## Text block
☆ ☆ ☆ ☆ ☆

Help HN: Commit to something publicly here. - mortenjorck

While it's a well-known strategy for self-motivation, seeing it mentioned again here (http://news.ycombinator.com/item?id=2131110) inspired the following exercise:<p>There's a goal you've been meaning to work toward. You're the only one holding yourself to it, and you haven't made the progress you want to so far.<p>Where should you be on it one month from now? Is it completable in that timeframe? How far along do you want to be? Post it here. Next month, in a follow-up thread, post an update.
======
JonnieCache
As I mentioned in the other thread, there is actually plenty of evidence
_against_ this view, evidence showing that publicly announcing your goals
actually reduces your motivation.

Here is the same short TED talk I posted on the subject in the other thread:
<http://www.youtube.com/watch?v=NHopJHSlVo4>

Don't mean to rain on your parade, just trying to get all the relevant numbers
out there. Your brain may vary.

☆ ☆ ☆ ☆ ☆

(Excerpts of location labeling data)
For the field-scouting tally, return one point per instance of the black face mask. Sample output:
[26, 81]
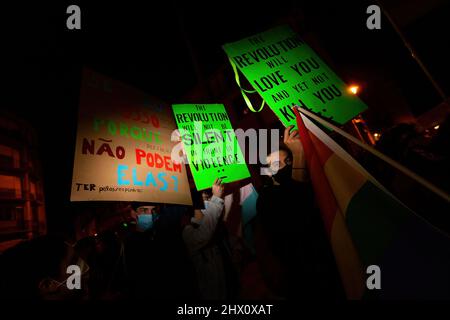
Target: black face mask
[284, 175]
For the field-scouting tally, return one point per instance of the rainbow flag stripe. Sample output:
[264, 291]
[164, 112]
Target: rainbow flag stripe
[367, 226]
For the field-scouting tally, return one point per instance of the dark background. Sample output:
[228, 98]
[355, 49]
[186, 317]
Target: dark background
[167, 48]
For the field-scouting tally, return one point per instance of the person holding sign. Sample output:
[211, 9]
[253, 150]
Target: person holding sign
[199, 237]
[290, 240]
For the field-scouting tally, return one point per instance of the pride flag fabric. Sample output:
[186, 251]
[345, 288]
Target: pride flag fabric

☆ ☆ ☆ ☆ ☆

## Problems
**A)** In the forum thread about committing to goals publicly, condense the paragraph beginning "As I mentioned in the other thread" into one shorter sentence that keeps its main claim.
**B)** Answer these from the forum thread about committing to goals publicly:
(i) How far ahead does the opening post ask readers to set where they should be on their goal?
(ii) Where are readers told to post their update?
(iii) What does JonnieCache share as support for the opposing view?
**C)** Write the next reply in the forum thread about committing to goals publicly, following on from the last comment shown.

## Results in order
**A)** As in the other thread, there is plenty of evidence that publicly announcing your goals actually lowers your motivation.

**B)**
(i) One month from now.
(ii) In a follow-up thread next month.
(iii) A short TED talk, linked on YouTube.

**C)**
------
Metapony
While HN is a bit different, I find that a lot of content aggregation sites
are big timewasters. (Most notably Reddit.) What does it matter if you have
spent 20 minutes composing your life's story (or opinion) when it's going to
be downvoted and forgotten in a day or two? That's 20 minutes (plus 3 minutes
here and there to check for replies) that you have now wasted. Yes, your
opinion matters, yes you are a shining star, a special snowflake... but what
matters more, your goal or the satisfaction of showing them that your
insignificant opinion matters?

Also, people learn and work best in short intervals. Spend 20 or 40 minutes
focussed and then get up and go to the window. Stretch. Don't go to the
fridge, you little piggy. Center yourself and still your mind. Flip the album
over and go back to work.

Also, setting an unrealistic time goal might just drag you down, as you'll
spend more time kicking yourself for having missed it than you will working to
achieve it. Set milestones, and they don't have to be perfect. The output
doesn't have to be perfect if you can prove to yourself that you've got the
socket open and it isn't crashing. Refinement should be it's own milestone,
anyway.

You can do it. Don't take my word for it, only your own.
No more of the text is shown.